In your copy, reproduce the entries exactly as they are, minus the images.

(Stored data)
((

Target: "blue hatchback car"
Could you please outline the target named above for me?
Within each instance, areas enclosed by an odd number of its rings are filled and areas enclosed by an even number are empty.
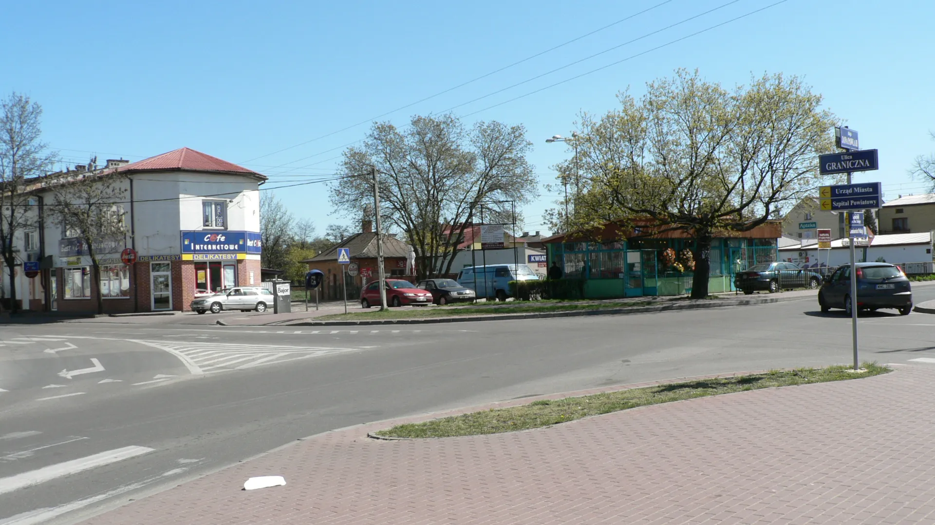
[[[899,266],[886,262],[857,262],[857,310],[895,308],[900,315],[913,311],[913,290]],[[843,308],[851,315],[851,265],[844,264],[825,277],[818,290],[821,311]]]

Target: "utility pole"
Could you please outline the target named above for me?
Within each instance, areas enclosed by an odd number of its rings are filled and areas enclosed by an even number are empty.
[[[373,176],[373,220],[377,223],[377,276],[380,279],[380,311],[386,311],[386,271],[383,268],[383,229],[380,224],[380,182],[377,168],[370,168]]]

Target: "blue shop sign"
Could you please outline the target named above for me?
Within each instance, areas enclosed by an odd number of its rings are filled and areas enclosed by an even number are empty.
[[[263,242],[255,232],[182,232],[182,253],[261,253]]]

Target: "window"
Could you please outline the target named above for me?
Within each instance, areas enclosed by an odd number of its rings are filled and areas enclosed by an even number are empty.
[[[26,241],[26,251],[36,251],[39,249],[39,233],[26,232],[22,234]]]
[[[130,267],[125,264],[101,266],[101,297],[130,297]]]
[[[202,201],[206,228],[224,228],[227,226],[227,201]]]
[[[62,280],[65,284],[65,299],[88,299],[91,297],[91,268],[63,268]]]

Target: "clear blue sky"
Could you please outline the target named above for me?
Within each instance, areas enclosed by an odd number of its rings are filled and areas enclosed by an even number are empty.
[[[187,146],[270,177],[269,187],[334,173],[343,146],[368,124],[341,130],[582,36],[663,0],[471,3],[16,2],[4,7],[0,94],[24,92],[44,109],[44,138],[71,164],[139,160]],[[540,182],[568,155],[580,111],[603,113],[618,91],[699,68],[709,80],[803,76],[827,107],[880,150],[887,198],[923,192],[907,175],[935,150],[935,2],[787,0],[737,21],[535,94],[555,82],[647,51],[773,4],[738,0],[709,14],[454,109],[522,123]],[[511,86],[728,0],[670,0],[568,46],[382,117],[404,124]],[[265,156],[264,156],[265,155]],[[261,157],[263,156],[263,157]],[[257,158],[261,157],[261,158]],[[255,160],[252,160],[255,159]],[[300,160],[301,159],[301,160]],[[319,233],[331,215],[323,184],[277,192]],[[545,230],[554,195],[524,209],[522,230]]]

))

#### [ANSWER FOR THIS EXERCISE]
Target: "blue hatchback car"
Could you please outline the target named above for me?
Within each instance, areas enclosed by an odd number of its rings are filled and areas enclosed by an even number are empty.
[[[899,266],[886,262],[857,262],[857,310],[895,308],[900,315],[913,311],[913,290]],[[843,308],[851,315],[851,265],[844,264],[825,277],[818,290],[821,311]]]

Target: "utility pole"
Could you please outline the target named above for me?
Within each instance, areas enclosed by an odd number of its rings are filled and areas enclosed by an even number are empty.
[[[373,176],[373,220],[377,223],[377,276],[380,279],[380,311],[386,311],[386,271],[383,268],[383,229],[380,224],[380,182],[377,168],[370,168]]]

Target: "blue shop sign"
Could you please outline the target named above for me?
Within each instance, areas enclosed by an odd number of its rings are filled and areas enclosed by an even number are empty.
[[[263,242],[255,232],[182,232],[182,253],[261,253]]]

Target: "window"
Could you please outline the target named above for me?
Within each instance, areas enclosed by an odd number of its rings are filled and areas enclosed by an even number are empty.
[[[26,241],[26,251],[36,251],[39,249],[39,233],[26,232],[22,234]]]
[[[130,267],[125,264],[101,266],[101,297],[130,297]]]
[[[202,201],[206,228],[224,228],[227,226],[227,201]]]
[[[62,280],[65,284],[65,299],[88,299],[91,297],[91,268],[63,268]]]

Target: "clear blue sky"
Could you please outline the target named above for me?
Within each instance, areas enclosed by an odd number of its rings are filled and areas enclosed by an even number are empty.
[[[187,146],[270,177],[269,187],[334,173],[343,146],[368,124],[341,130],[582,36],[663,0],[471,3],[16,2],[4,7],[0,94],[24,92],[44,109],[44,138],[71,164],[139,160]],[[540,182],[568,155],[580,111],[603,113],[618,91],[699,68],[709,80],[803,76],[827,107],[880,150],[887,198],[923,192],[907,175],[935,150],[935,2],[787,0],[737,21],[535,94],[555,82],[647,51],[773,4],[738,0],[709,14],[454,109],[522,123]],[[511,86],[728,0],[670,0],[568,46],[382,117],[404,124]],[[265,156],[264,156],[265,155]],[[261,157],[263,156],[263,157]],[[257,158],[261,157],[261,158]],[[255,160],[252,160],[255,159]],[[300,160],[301,159],[301,160]],[[319,233],[331,215],[323,184],[277,192]],[[545,230],[554,195],[524,209],[522,230]]]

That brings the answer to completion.